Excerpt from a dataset
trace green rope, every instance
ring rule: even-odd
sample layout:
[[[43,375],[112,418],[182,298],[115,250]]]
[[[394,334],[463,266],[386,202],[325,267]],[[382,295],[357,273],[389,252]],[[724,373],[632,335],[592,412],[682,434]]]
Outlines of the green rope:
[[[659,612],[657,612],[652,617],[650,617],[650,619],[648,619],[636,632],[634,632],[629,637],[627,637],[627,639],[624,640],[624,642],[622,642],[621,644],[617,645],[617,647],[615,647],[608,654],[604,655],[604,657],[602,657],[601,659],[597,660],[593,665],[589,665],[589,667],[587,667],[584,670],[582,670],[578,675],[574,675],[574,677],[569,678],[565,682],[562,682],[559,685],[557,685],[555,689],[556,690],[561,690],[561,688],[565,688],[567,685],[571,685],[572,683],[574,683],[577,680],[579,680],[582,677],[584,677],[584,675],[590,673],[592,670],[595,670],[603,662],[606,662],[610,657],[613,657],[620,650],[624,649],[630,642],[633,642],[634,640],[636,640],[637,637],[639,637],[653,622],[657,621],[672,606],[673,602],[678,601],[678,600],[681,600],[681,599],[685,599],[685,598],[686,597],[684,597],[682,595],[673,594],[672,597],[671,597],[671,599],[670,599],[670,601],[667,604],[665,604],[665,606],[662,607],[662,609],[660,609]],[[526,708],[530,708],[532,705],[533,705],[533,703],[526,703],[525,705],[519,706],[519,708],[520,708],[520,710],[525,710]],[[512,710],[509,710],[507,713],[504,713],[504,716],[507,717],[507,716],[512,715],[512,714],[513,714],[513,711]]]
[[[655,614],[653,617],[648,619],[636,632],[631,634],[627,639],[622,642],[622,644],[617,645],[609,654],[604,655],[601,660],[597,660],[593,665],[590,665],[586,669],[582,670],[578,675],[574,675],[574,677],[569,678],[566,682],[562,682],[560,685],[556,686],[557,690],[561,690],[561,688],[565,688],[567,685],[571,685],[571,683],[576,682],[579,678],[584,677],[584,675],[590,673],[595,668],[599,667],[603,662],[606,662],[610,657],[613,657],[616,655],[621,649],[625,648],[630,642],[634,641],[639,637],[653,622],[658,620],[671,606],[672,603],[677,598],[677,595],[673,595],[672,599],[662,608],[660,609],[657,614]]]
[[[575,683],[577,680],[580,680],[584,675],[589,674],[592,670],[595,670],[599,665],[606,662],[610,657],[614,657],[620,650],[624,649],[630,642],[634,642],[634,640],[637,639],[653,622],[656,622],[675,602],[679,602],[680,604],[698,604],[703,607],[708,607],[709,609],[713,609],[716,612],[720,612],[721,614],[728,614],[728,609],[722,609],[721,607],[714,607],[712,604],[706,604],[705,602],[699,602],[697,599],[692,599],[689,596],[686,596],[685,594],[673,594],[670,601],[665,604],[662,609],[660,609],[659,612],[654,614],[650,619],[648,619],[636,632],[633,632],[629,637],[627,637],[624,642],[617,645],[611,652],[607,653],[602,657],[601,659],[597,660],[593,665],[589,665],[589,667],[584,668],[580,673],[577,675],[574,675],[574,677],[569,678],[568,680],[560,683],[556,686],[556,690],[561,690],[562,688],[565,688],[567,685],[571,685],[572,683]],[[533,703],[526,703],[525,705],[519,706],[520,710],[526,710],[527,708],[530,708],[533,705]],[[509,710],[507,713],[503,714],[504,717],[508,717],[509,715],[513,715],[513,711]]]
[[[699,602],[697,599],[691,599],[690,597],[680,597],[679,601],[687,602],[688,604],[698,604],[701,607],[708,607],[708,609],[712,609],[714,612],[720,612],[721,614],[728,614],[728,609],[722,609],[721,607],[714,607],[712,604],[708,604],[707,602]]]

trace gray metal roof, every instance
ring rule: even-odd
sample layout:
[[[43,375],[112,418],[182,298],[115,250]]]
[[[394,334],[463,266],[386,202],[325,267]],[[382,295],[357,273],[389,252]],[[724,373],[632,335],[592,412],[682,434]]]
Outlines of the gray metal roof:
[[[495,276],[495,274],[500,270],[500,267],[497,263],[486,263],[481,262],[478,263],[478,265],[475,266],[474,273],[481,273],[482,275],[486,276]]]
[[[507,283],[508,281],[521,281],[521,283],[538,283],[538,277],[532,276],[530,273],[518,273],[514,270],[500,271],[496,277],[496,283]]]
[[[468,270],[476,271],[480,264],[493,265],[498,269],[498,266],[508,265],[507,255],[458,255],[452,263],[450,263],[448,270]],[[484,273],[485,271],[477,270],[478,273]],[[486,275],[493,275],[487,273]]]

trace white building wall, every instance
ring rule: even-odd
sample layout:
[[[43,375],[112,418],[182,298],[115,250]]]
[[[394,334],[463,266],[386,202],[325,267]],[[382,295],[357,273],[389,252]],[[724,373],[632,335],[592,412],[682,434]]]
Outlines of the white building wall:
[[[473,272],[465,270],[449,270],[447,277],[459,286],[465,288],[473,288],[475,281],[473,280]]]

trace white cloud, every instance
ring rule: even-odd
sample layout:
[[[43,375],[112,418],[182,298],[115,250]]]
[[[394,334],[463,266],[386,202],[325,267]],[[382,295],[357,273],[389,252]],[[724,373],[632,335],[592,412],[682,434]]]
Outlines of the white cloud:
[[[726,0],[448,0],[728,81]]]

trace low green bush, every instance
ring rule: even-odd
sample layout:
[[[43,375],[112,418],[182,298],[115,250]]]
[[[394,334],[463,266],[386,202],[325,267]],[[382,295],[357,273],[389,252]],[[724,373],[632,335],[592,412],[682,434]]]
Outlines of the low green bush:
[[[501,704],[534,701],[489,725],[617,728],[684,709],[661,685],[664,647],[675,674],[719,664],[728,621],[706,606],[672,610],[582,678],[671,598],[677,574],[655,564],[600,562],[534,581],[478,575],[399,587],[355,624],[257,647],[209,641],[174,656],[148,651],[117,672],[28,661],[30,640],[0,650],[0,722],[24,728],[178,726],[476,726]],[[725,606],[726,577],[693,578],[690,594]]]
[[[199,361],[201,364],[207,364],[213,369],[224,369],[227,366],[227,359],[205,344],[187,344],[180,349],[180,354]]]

What you have to do –
Rewrite the stretch of the material from the line containing "trace white cloud, every instance" through the line containing "[[[726,0],[448,0],[728,81]]]", requests included. Multiply every outline coordinate in the answers by 2.6 and round each to a whole number, with halves rounded up, but leave the numbers in the requests and their sample layouts as they are.

Exercise output –
trace white cloud, every instance
ring rule: even-odd
sample layout:
[[[43,375],[112,418],[182,298],[115,250]]]
[[[394,334],[463,266],[386,202],[325,267]],[[382,295],[357,273],[389,252]],[[724,373],[632,335],[592,412],[682,434]]]
Outlines of the white cloud:
[[[1888,0],[1165,0],[1893,211]]]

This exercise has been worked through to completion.